— Start of Records supplied —
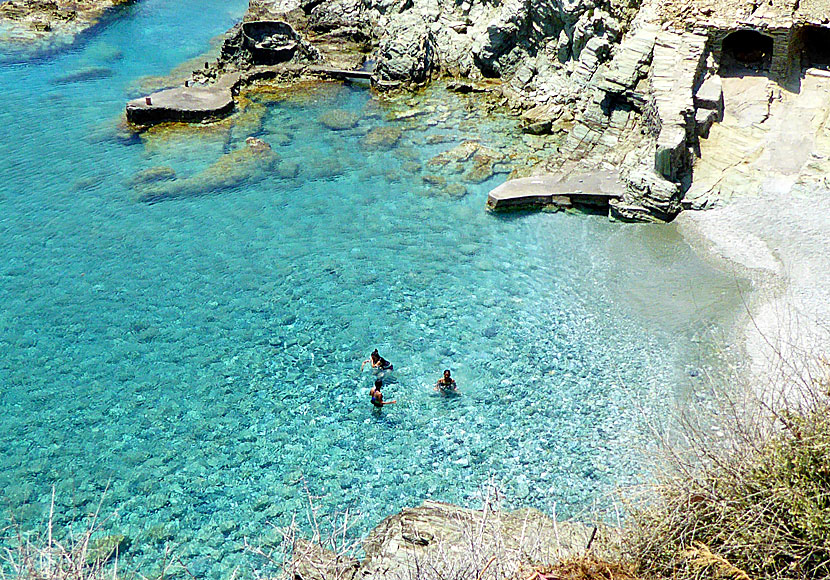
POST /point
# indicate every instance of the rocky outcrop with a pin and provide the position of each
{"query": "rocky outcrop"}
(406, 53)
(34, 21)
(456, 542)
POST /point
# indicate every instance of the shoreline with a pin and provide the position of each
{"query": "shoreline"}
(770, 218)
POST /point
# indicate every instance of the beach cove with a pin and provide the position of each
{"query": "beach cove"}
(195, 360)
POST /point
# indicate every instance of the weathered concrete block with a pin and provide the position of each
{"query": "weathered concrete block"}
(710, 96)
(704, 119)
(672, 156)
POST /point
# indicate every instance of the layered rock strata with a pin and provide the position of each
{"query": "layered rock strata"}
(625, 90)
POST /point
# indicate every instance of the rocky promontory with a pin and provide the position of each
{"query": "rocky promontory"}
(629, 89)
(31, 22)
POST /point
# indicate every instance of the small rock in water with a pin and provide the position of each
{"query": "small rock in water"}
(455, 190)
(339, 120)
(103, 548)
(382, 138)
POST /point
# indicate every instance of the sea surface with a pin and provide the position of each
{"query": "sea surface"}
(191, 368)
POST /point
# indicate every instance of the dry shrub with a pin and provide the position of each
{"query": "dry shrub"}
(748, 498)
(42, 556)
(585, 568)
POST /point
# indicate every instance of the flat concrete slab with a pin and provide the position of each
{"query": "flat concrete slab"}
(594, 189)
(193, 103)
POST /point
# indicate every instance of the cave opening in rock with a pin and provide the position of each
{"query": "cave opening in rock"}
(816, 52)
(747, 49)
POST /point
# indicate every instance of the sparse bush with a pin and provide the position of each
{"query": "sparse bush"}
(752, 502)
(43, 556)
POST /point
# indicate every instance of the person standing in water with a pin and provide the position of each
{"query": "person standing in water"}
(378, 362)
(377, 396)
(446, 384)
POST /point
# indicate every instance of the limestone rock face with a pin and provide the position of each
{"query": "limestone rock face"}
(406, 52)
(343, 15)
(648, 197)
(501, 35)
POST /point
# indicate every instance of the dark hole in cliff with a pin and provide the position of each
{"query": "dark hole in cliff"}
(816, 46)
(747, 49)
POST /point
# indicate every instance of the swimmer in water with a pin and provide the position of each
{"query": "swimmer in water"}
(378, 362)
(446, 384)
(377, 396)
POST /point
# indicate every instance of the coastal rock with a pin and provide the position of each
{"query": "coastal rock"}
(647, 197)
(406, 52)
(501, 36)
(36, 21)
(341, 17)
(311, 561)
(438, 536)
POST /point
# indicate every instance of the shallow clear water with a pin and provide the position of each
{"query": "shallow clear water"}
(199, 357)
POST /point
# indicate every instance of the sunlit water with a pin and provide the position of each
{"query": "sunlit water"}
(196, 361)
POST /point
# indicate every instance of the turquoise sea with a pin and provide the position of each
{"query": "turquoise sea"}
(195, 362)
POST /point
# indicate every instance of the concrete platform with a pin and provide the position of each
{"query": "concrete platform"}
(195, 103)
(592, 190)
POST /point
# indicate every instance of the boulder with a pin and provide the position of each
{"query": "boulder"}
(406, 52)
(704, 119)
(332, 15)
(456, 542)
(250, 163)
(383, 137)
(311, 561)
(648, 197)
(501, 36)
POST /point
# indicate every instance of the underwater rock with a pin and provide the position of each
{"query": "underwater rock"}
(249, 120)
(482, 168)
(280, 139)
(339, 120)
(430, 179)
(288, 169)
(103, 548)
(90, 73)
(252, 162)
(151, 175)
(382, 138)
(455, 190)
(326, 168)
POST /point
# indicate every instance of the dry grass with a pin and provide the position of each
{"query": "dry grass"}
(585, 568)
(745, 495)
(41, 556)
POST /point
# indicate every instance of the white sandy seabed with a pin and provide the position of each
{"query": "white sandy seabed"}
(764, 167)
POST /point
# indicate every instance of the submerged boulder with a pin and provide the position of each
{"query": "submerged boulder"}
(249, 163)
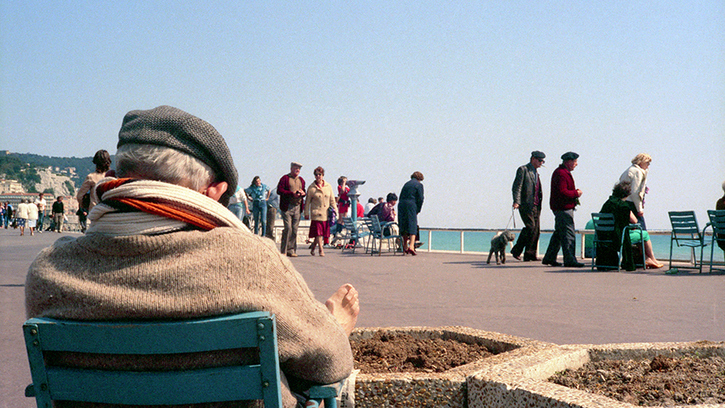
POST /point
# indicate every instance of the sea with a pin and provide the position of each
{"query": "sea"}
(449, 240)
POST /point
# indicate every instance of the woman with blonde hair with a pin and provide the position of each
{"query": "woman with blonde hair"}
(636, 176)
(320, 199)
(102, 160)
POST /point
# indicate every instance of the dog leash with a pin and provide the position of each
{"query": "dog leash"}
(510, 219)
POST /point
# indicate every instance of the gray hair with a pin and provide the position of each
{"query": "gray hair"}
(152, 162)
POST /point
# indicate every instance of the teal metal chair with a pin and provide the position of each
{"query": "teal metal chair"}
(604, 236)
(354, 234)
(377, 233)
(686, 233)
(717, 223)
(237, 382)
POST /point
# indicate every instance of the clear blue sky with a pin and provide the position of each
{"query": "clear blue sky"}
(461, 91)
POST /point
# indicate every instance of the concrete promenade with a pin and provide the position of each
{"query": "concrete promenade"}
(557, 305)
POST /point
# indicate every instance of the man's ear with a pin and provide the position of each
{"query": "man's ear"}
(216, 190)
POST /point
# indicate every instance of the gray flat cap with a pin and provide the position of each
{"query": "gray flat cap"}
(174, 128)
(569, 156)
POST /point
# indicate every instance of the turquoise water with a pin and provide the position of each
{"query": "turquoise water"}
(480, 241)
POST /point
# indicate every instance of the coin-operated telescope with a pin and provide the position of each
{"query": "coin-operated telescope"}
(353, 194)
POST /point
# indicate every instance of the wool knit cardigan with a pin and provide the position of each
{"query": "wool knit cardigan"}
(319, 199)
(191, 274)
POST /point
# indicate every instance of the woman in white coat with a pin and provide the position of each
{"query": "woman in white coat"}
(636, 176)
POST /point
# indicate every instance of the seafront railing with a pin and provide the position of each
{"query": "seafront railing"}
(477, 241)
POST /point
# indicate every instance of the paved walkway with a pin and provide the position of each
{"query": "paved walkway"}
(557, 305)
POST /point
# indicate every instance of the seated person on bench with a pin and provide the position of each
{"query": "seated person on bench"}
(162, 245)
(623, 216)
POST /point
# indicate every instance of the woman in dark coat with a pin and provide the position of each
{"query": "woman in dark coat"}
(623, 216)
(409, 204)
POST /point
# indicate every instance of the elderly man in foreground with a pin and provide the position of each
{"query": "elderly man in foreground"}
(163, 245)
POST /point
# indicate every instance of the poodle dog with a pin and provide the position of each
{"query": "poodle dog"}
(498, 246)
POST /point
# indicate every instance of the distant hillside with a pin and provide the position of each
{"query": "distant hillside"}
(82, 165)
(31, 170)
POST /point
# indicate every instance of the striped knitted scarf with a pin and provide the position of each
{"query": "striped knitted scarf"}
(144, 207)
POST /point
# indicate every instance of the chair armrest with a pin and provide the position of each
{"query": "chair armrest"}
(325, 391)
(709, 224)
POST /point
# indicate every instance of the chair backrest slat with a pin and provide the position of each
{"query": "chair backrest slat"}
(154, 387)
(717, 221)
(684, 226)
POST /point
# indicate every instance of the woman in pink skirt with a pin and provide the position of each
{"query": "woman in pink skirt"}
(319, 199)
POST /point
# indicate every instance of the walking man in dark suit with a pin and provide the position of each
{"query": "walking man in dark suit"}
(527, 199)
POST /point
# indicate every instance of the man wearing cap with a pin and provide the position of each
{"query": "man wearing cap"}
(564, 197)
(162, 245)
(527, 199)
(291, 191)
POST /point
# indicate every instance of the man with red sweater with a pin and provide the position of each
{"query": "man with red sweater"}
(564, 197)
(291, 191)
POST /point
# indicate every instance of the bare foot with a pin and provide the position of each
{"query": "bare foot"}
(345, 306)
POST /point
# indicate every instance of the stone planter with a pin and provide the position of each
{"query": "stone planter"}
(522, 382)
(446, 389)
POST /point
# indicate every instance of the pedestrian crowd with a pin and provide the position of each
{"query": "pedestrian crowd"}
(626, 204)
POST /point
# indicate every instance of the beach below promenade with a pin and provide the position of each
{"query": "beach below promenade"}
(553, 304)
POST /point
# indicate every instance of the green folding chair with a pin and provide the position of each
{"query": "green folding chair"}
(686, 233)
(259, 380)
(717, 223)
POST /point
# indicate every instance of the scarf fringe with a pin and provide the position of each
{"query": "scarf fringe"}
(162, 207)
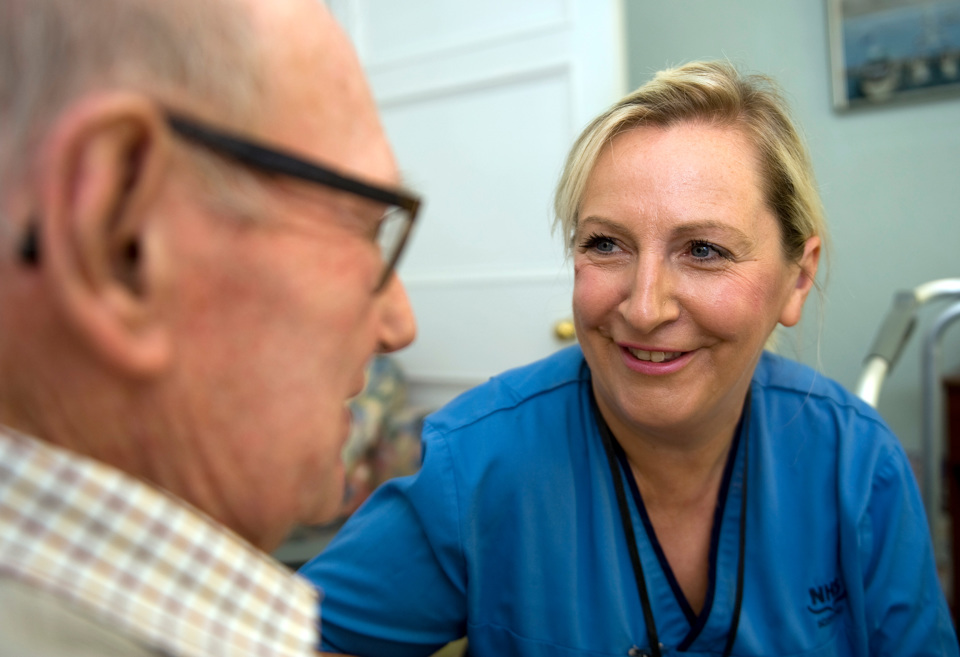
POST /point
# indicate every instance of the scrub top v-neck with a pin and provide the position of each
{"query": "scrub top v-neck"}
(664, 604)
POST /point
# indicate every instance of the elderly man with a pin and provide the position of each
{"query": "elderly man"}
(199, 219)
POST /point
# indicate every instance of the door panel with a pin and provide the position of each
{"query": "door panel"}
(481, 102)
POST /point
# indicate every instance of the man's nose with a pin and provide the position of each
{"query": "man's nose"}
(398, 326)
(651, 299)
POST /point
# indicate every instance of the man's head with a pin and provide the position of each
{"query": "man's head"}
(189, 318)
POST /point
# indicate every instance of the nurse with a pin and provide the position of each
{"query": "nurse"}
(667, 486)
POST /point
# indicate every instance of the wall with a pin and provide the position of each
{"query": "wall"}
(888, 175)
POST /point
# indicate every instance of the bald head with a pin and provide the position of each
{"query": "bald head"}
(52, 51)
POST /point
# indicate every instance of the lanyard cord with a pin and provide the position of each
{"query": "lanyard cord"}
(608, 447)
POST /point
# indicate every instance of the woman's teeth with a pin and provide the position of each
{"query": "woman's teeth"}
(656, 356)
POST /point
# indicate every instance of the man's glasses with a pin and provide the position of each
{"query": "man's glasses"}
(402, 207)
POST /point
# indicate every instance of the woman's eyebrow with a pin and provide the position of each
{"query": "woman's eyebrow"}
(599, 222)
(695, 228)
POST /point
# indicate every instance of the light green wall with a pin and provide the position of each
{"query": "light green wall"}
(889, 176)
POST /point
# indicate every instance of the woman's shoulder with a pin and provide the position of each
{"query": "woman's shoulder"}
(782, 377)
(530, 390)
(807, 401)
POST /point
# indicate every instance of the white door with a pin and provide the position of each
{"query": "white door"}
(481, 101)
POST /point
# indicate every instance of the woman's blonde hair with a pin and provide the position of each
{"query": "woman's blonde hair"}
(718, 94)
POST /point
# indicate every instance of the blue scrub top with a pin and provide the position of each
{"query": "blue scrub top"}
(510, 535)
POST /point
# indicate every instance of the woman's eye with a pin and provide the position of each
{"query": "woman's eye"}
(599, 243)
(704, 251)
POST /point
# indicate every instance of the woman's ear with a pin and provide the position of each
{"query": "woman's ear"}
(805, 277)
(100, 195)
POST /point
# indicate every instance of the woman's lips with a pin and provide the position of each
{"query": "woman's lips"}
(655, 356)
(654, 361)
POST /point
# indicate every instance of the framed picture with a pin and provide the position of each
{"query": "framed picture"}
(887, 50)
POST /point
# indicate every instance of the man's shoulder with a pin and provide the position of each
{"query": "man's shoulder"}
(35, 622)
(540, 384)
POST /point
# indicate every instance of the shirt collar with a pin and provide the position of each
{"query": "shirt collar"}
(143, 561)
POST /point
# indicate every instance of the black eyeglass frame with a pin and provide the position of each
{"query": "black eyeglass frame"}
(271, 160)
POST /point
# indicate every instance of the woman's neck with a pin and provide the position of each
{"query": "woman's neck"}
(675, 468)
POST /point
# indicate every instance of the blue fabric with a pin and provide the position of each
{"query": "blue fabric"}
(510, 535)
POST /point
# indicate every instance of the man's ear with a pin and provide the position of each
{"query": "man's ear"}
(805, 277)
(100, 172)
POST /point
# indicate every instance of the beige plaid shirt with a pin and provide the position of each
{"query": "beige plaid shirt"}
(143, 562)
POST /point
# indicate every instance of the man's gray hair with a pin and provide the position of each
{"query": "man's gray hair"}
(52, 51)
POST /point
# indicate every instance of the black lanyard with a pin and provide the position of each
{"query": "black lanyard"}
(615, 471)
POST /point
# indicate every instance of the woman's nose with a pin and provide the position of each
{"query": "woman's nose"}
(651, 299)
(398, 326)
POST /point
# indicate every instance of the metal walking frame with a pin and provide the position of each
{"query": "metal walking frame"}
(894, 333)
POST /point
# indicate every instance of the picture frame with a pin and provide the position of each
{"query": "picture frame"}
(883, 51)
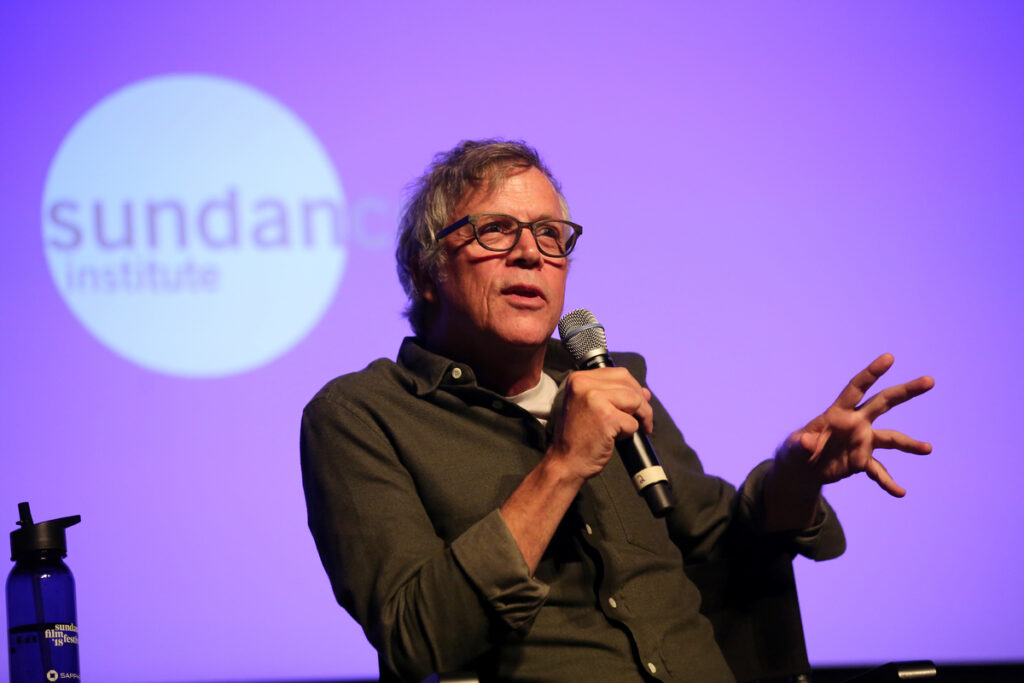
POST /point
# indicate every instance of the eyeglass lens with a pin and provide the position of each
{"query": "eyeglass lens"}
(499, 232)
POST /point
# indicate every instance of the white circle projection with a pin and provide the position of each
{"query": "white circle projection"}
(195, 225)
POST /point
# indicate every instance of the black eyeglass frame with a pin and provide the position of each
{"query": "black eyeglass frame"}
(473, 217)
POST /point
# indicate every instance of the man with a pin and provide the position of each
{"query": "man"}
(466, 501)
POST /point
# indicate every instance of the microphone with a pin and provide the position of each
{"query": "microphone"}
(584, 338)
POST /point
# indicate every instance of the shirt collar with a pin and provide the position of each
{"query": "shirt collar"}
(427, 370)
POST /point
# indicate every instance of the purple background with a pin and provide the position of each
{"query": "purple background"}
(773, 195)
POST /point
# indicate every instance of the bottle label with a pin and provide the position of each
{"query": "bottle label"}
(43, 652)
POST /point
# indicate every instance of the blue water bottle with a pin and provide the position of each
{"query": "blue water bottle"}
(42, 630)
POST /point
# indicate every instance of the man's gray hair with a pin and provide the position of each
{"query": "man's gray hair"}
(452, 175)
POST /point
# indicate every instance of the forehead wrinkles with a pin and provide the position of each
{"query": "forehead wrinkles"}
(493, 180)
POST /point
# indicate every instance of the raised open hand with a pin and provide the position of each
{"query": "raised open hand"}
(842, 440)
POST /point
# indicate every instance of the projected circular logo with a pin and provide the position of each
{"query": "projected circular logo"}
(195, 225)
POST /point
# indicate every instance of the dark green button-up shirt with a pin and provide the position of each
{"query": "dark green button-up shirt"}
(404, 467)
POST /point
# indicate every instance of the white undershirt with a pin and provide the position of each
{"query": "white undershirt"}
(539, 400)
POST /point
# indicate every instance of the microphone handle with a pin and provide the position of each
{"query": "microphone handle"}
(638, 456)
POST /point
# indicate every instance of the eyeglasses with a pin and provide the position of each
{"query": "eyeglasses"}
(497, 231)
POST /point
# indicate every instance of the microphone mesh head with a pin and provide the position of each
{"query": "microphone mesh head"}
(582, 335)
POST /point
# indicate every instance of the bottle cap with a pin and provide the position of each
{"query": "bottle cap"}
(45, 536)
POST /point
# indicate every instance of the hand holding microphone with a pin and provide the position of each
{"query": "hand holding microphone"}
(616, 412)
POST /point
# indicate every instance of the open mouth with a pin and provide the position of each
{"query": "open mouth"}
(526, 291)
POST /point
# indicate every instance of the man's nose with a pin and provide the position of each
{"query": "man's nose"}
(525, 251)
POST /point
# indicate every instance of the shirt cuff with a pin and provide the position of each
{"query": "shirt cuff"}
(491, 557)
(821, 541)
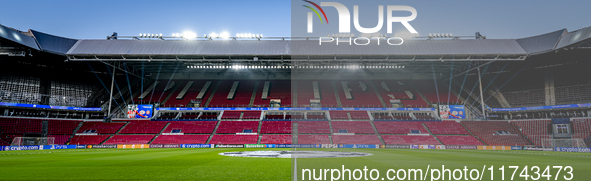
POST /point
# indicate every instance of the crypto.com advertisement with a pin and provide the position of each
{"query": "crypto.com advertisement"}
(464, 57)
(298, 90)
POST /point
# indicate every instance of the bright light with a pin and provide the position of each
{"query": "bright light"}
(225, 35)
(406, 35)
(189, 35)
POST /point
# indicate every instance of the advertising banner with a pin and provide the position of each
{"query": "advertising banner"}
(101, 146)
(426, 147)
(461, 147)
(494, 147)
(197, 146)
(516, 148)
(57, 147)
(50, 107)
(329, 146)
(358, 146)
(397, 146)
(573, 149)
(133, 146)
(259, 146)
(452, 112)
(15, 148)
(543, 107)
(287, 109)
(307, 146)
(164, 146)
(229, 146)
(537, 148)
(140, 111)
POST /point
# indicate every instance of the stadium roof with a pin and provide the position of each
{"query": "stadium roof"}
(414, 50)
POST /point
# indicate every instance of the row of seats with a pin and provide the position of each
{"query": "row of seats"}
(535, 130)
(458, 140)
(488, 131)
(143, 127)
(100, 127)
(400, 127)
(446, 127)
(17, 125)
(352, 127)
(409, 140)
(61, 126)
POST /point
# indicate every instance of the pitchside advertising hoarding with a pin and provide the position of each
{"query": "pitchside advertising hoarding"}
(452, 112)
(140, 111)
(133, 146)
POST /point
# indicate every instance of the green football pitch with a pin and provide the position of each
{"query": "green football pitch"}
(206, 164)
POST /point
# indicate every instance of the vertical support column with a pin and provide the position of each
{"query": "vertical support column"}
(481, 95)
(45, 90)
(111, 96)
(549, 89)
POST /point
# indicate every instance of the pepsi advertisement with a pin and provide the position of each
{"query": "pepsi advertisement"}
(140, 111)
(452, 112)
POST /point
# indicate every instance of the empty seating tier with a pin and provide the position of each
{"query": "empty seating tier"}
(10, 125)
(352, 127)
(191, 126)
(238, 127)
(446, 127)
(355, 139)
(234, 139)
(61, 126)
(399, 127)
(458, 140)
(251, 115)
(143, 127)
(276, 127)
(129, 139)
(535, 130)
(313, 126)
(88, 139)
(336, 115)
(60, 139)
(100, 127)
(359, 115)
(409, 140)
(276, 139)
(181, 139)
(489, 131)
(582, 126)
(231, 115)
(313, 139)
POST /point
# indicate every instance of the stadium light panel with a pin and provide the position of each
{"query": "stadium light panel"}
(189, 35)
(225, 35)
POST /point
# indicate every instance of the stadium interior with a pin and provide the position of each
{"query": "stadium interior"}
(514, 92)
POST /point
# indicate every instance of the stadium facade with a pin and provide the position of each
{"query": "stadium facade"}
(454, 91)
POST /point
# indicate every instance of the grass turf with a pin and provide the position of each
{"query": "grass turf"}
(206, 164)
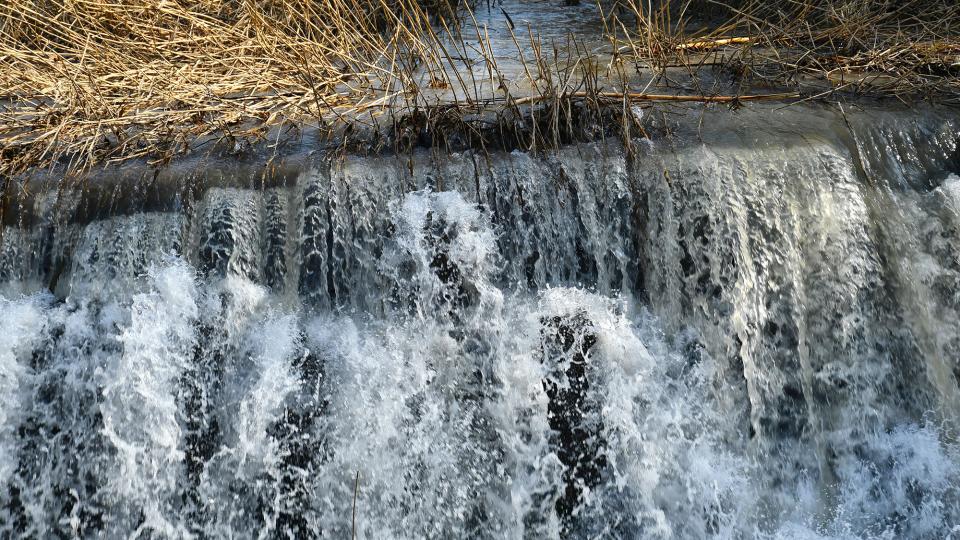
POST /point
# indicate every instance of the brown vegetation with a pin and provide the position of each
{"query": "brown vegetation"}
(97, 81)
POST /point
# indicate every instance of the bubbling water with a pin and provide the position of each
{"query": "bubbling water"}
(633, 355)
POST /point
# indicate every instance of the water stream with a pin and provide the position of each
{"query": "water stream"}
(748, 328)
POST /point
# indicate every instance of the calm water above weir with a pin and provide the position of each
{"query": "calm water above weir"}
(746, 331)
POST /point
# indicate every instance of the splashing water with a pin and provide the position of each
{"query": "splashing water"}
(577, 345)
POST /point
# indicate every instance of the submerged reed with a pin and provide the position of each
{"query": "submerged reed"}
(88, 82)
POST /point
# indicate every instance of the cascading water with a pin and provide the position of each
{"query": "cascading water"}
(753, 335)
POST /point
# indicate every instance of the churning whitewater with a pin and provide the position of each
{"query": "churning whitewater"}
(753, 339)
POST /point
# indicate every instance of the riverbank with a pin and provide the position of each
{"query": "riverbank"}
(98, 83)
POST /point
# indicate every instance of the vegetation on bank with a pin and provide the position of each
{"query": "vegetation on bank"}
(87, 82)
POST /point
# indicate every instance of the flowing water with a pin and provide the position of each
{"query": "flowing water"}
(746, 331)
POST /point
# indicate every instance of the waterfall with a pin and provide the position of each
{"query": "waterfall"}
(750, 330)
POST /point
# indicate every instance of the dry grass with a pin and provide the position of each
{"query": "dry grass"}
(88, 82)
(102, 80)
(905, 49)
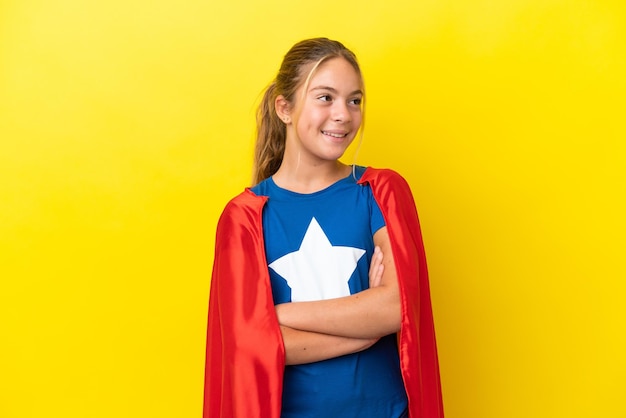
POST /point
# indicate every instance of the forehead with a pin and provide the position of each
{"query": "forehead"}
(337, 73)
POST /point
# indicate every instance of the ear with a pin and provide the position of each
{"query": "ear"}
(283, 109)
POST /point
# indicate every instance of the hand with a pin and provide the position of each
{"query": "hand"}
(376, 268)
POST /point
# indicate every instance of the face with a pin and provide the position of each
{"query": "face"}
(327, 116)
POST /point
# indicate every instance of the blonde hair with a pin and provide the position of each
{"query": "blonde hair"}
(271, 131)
— End of Records supplied —
Work to complete:
How many of the lines above contain the string "circular"? Reply with the number only.

Answer for this exercise:
2